→ Work required
Working from the listing below, set down every line exactly.

→ Data to process
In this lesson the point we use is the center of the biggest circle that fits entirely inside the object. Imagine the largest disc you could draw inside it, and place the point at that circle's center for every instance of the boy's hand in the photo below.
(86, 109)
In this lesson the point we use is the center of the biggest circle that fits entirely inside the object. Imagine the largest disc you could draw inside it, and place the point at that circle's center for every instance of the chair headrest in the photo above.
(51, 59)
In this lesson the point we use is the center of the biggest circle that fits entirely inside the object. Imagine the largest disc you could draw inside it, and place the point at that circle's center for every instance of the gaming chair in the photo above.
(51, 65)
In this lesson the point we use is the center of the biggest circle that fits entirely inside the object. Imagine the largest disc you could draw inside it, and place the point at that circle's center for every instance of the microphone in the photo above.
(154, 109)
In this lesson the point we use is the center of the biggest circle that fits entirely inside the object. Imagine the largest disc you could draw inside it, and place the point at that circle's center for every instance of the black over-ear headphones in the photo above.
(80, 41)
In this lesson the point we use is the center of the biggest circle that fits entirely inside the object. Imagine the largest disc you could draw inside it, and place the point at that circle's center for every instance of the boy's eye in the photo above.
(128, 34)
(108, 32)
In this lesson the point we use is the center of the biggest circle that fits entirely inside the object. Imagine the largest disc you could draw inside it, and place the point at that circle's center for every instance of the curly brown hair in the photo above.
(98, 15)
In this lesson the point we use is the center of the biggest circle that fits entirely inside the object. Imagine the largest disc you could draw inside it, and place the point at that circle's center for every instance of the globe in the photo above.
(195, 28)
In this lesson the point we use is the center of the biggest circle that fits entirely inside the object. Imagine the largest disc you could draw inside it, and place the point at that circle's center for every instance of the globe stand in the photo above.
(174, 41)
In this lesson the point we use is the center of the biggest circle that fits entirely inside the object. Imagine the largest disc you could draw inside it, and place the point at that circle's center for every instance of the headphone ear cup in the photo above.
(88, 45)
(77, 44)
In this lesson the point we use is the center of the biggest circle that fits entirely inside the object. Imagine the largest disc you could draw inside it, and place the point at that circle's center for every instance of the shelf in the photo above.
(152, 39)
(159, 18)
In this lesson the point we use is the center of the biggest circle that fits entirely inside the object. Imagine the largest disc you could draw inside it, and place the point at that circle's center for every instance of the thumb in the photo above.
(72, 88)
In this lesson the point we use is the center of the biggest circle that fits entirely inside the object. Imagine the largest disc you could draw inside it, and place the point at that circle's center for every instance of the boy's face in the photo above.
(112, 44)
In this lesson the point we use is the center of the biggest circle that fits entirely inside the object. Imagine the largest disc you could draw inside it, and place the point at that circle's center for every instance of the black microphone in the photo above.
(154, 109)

→ Answer below
In this lesson the point we use is the center of the biggest circle that fits entirely inside the object. Imagine the largest disc you could draw inside it, and place the point at that circle's center for every instance of the boy's hand in the photo below.
(86, 109)
In this lesson the point we use is the center of the biggest circle that fits entirely inside the object. Imagine the largest disc you could draw inside it, and place the point at that circle's center for every instance of the chair headrest in the photo above.
(51, 59)
In this lesson the point we use is the center of the biggest circle that fits entirely inside the object. Imagine the largest disc you could draw inside it, and place the point at that circle's center for every instance of the gaming chair in the photo above.
(51, 65)
In this lesson the point we use is the center of the biggest circle that fits entirely inside the object. Imagine the largest disc you could draw inside it, and place the point at that circle's center for every instance of the microphone in the photo above.
(154, 109)
In this lesson the point we use is the center of the biggest circle that fits entirely inside the object. Imagine the largest disc you could draw inside it, and place the point at that circle's center for every instance of the black over-ear headphones in the photo above.
(80, 41)
In this lesson the point we use is the center of the biggest circle that fits entirely inside the object. Imagine the largest disc you could draw inside it, and place the point at that circle's center for every instance of the boy's eye in the photo above.
(128, 34)
(108, 32)
In this lesson the point we use is the center of the biggest circle that fits entirely inside the object. Imagine the largest disc you could draw inside it, and place the point at that circle's center for every instance of the curly brown hair in the photo above.
(98, 15)
In this lesson the point we use is the center of the biggest circle that fits entirely inside the object. Imagine the largest disc you could draw inside it, and place the point at that circle's center for every instance of the globe in the photo above.
(195, 28)
In this lesson the point we use is the center of the biggest circle that fits entirely inside the object. Imagine the largest disc you could draw inside it, and place the point at that circle's center for every instance of the globe stand in the photo above.
(174, 41)
In this lesson the point we use is the center of the biggest circle that fits entirely inside the object. Imagine the largest disc you could draw inside it, and place the point at that circle's center for every instance of the headphone ear cup in the photo above.
(88, 45)
(77, 44)
In this lesson the point we use is the center of the biggest circle that fits entirely inside the object. Imagine the largest disc you could draw inside it, and place the point at that circle's center for every instance of the shelf in the photo above.
(152, 39)
(159, 18)
In this lesson the point we use is the center of the biggest circle that fits entirely inside the object. Imagine the largest disc you could draw inside it, and place the point at that circle's center for every instance of the thumb in the photo above.
(72, 88)
In this lesson the point we use is the center of the biggest circle that fits entirely inside the object. Imagine the largest disc you could draw inside it, and place the point at that circle's center for every instance of the boy's face in the photo above.
(112, 44)
In this lesson the point we use is the center of the biggest circle that fits entirely inside the object. Imagine the largest disc you could draw inside it, and place the point at that circle's center for every instance of the black microphone in the photo above.
(154, 109)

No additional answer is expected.